• WHAT YOU WILL DO: Leave the pictures out and transcribe every record exactly.

**** SOURCE RECORDS

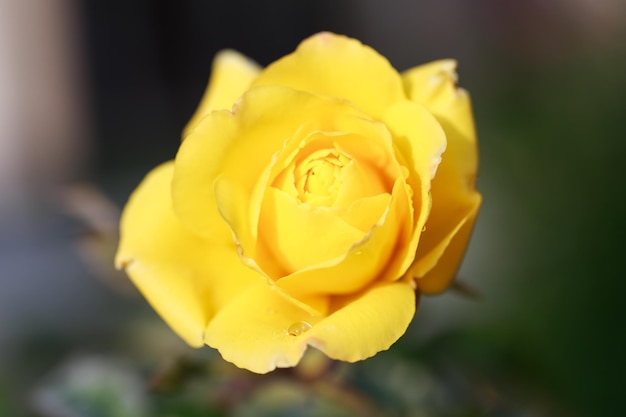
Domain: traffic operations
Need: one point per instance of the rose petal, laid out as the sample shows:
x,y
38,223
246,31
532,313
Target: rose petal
x,y
369,323
261,331
420,141
455,201
341,67
447,256
434,86
231,75
186,279
377,256
296,236
252,331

********

• EXERCISE SOLUTION:
Domain: traffic operations
Need: one point per instance of the rose petal, laid out as the sample shows:
x,y
38,223
246,31
532,313
Target: rose petal
x,y
369,323
261,331
420,141
455,201
341,67
447,256
434,86
231,75
186,279
377,256
296,236
252,331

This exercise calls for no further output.